- release poster
- Directed by: Gopichand Malineni
- Screenplay by: Kona Venkat; Anil Ravipudi;
- Story by: Veligonda Srinivas
- Produced by: Ravi Kireeti
- Starring: Ram; Rakul Preet Singh; Sonal Chauhan;
- Cinematography: Sameer Reddy
- Edited by: Gautham Raju
- Music by: S. Thaman
- Production company: United Movies
- Release date: 29 May 2015;
- Running time: 162 minutes
- Country: India
- Language: Telugu
- Budget: ₹15 crore^{[failed verification]}
- Box office: ₹28.2 crore

= Pandaga Chesko =

2015 Indian Telugu-language masala film

Pandaga Chesko is a 2015 Indian Telugu-language masala film directed by Gopichand Malineni and produced by Paruchuri Kireeti on the United Movies banner. The film stars Ram, Rakul Preet Singh and Sonal Chauhan and Sampath Raj, Abhimanyu Singh, Sai Kumar, Adithya, Brahmanandam, Rao Ramesh, Pavitra Lokesh, Tejaswi Madivada, Vennela Kishore and Raghu Babu in other important roles. The story was penned by Veligonda Srinivas and the screenplay was provided by Kona Venkat and Anil Ravipudi, with the former writing the dialogues. S. Thaman composed the music, while Sameer Reddy and Gautham Raju handled the cinematography and editing of the film, respectively.

The film is about a millionaire from Portugal who visits his family in India to resolve an old family issue. The film was officially launched on 17 May 2014 at Film Nagar in Hyderabad. The principal photography of the film started on 16 June 2014 at Hyderabad. The film was a commercial hit at the box office.

==Plot==
Karthik Pothineni (Ram Pothineni), a businessman runs a conglomerate in portugal, living with his mother Saraswati (Pavitra Lokesh), father (Rao Ramesh), brother-in-law and sister. He also employed his father, brother-in-law, and sister, keeping them on their toes to leave no stone unturned to take his company to greater heights. He meets another millionaire named Anushka (Sonal Chauhan), for a business proposal, where she decides to propose Karthik for marriage as a calculated move for their business. She also has to tie the knot with an Indian, in order to inherit her father's wealth. They get engaged, but Karthik's family is disappointed by the proposal. One of Karthik's companies gets into legal trouble due to a case registered by "The Green Army", headed by Divya (Rakul Preet Singh), against his factory, where Karthik heads to India to sort out the issue.

**Exercises to complete:**
(a) Reproduce the passage of the Pandaga Chesko article that starts at "Pandaga Chesko is" and ends at "the film, respectively.", word for word.
(b) Resume the Pandaga Chesko article right after its last sentence, carrying on in the same encyclopedic manner.
The records below come from a separate source and are not part of the film article.

**Excerpted records:**
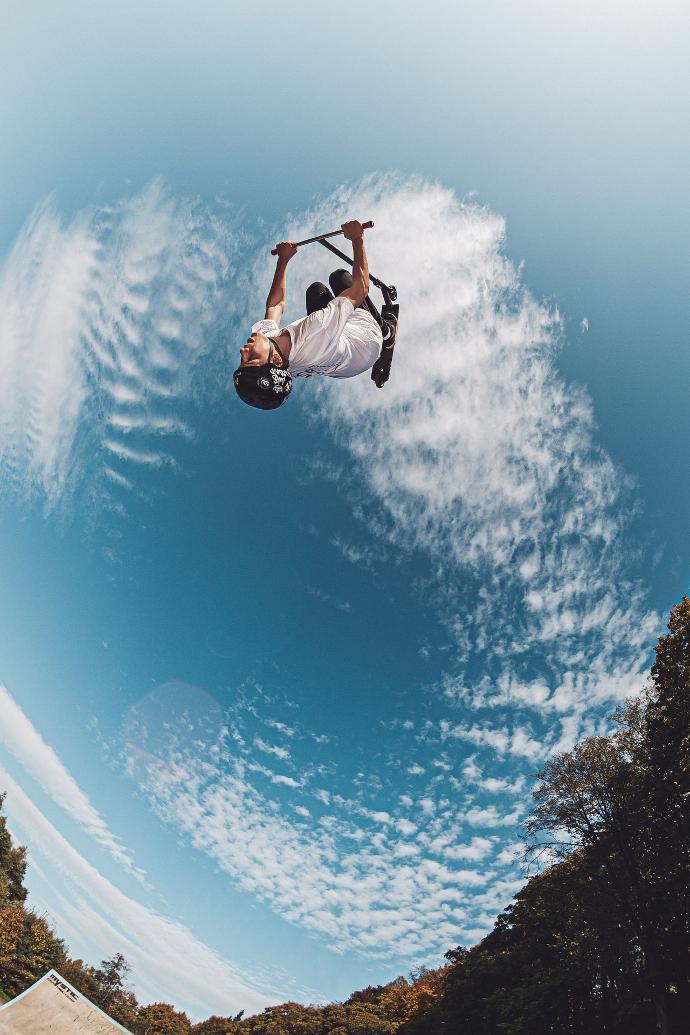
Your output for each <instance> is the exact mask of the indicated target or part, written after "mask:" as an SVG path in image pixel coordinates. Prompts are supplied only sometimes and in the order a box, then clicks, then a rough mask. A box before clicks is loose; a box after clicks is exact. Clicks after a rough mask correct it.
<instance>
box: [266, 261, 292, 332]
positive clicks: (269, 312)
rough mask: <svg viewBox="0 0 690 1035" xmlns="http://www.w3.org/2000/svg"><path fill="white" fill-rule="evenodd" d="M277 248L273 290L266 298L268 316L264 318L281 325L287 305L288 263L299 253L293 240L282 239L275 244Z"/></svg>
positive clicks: (273, 276) (266, 316)
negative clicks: (276, 257)
mask: <svg viewBox="0 0 690 1035" xmlns="http://www.w3.org/2000/svg"><path fill="white" fill-rule="evenodd" d="M275 249H276V252H277V253H278V261H277V262H276V264H275V273H274V274H273V283H272V284H271V290H270V291H269V293H268V298H267V299H266V316H265V317H264V319H265V320H274V321H275V322H276V324H277V325H278V327H279V326H280V320H281V319H282V313H283V310H284V307H286V273H287V271H288V263H289V262H290V260H291V259H292V257H293V256H296V255H297V245H296V244H293V242H292V241H280V243H279V244H276V245H275Z"/></svg>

**Solved problems:**
(a)
Pandaga Chesko is a 2015 Indian Telugu-language masala film directed by Gopichand Malineni and produced by Paruchuri Kireeti on the United Movies banner. The film stars Ram, Rakul Preet Singh and Sonal Chauhan and Sampath Raj, Abhimanyu Singh, Sai Kumar, Adithya, Brahmanandam, Rao Ramesh, Pavitra Lokesh, Tejaswi Madivada, Vennela Kishore and Raghu Babu in other important roles. The story was penned by Veligonda Srinivas and the screenplay was provided by Kona Venkat and Anil Ravipudi, with the former writing the dialogues. S. Thaman composed the music, while Sameer Reddy and Gautham Raju handled the cinematography and editing of the film, respectively.

(b)
Karthik tries hard to convince Divya to withdraw her case, but in vain. Despite being engaged to Anushka, Karthik goes to a great extent of trying to impress Divya. However, Karthik later reveals his actual purpose behind coming to India, as he is the son of Bhupathi's sister Saraswati, who has been staying away from her family for the past 25 years. Divya's father and his three brothers abandoned their respective wives and sent them back to their house to live with their own brother Sai Reddy (Sai Kumar), because he refused to marry Saraswathi. However, this was actually a sacrifice made by Sai Reddy because Saraswathi confessed that she was in love with someone else (Karthik's father).

After seeing Karthik's attempt to save Divya from Bhupathi (Sampath Raj) and Sai Reddy's rival gang Shiva Reddy (Adithya), Bhupati meets Karthik for a marriage proposal with Divya. Karthik leaves for her village and secretly discloses his identity to Divya and Sai Reddy after he fools Bhupathi and his brothers by reuniting with their wives. Surprisingly, Anushka too arrives and assumes that her marriage is scheduled in Divya's home. She irritates Divya and her family. Karthik makes "Weekend" Venkat Rao (Brahmanandam) think that Anushka will marry him if he marries Divya. Before the marriage day, a gangster named Shankar (Abhimanyu Singh) who was in love with Divya, sends men to kidnap her.

Karthik takes up the chance and fools them to believe that Anushka is the bride. They kidnap Anushka and Venkat Rao. In anger that the time for the property is up, she forces Shankar to tie the mangalsutra and Venkat Rao escapes. Meanwhile, Shiva Reddy kidnap Divya in the temple. Karthik arrives and beats them up and convinces everybody to reunite with his mother and her family and marries Divya, bringing festival for the family. On their first night, Karthik and Divya are called by Anushka who is in a money-minded manner says she married Shankar for the property, but was actually fooled by Karthik and Divya.

==Cast==

- Ram Pothineni as Kartheek Pothineni, Divya's love interest and Rao and Saraswati's son
- Rakul Preet Singh as Divya, Karthik's love interest and Bhupathi's daughter
- Sonal Chauhan as Anushka (Sweety)
- Sampath Raj as Bhupathi, Divya's father
- Abhimanyu Singh as Shankar
- Sai Kumar as Sai Reddy, Divya's uncle
- Adithya as Shiva Reddy, Bhupathi's rival
- Brahmanandam as Weekend Venkat Rao
- Rao Ramesh as Mr. Rao Pothineni, Kartheek Pothineni's father
- Pavitra Lokesh as Saraswati Pothineni, Kartheek Pothineni's mother
- Tejaswi Madivada as Swathi
- Raghu Babu as Raghupathi
- Vennela Kishore as Manager Konda
- M. S. Narayana as Swathi's father
- Harish Uthaman as Shiva Reddy's brother
- Brahmaji as Gajapathi (Bhupathi's brother)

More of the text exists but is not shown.